Liu Hulan is a star detective working for the Ministry of Public Security in Beijing. She has come to be known as the Red Princess, garnering a large share of the print media's attention as the focus turned to her scandalous relationship with American David Stark. They still didn't know the juiciest part…that she is pregnant with his child.
Hulan had met David while he was on a business trip to China. His role as Assistant District Attorney became very high profile as he successfully tried and convicted the backbone of the Rising Phoenix Triad. In fact, he is practically a shoe-in for the soon to be vacated post of District Attorney. During the trial he received many death threats and had been under FBI guard. Now that the case is over, he is trying to get Liu Hulan to fulfill her promise and move to the states so they can marry.

**TASK SET**.
a) Using the Liu Hulan passage, say whether each statement agrees with it, answering yes or no and quoting the deciding words: (i) Liu Hulan works for the Ministry of Public Security in Beijing. (ii) The print media already knows Liu Hulan is pregnant. (iii) David Stark met Hulan while on vacation in China.
b) Please list every organization named in the Liu Hulan passage.
c) From the Liu Hulan passage, extract the text from "Liu Hulan is" up to and including "with his child.".
The data that comes next is separate material from the Liu Hulan passage.

**DATASET SECTION**.

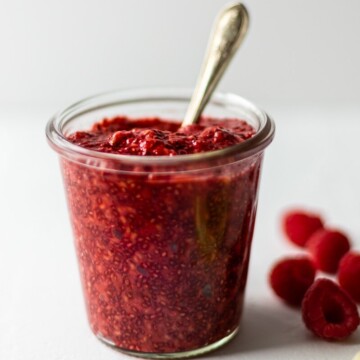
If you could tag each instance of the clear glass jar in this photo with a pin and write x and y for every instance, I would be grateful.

**LIST OF SOLUTIONS**.
a)
(i) Yes: "working for the Ministry of Public Security in Beijing"
(ii) No: "They still didn't know the juiciest part"
(iii) No: "while he was on a business trip to China"

b)
Ministry of Public Security
Rising Phoenix Triad
FBI

c)
Liu Hulan is a star detective working for the Ministry of Public Security in Beijing. She has come to be known as the Red Princess, garnering a large share of the print media's attention as the focus turned to her scandalous relationship with American David Stark. They still didn't know the juiciest part…that she is pregnant with his child.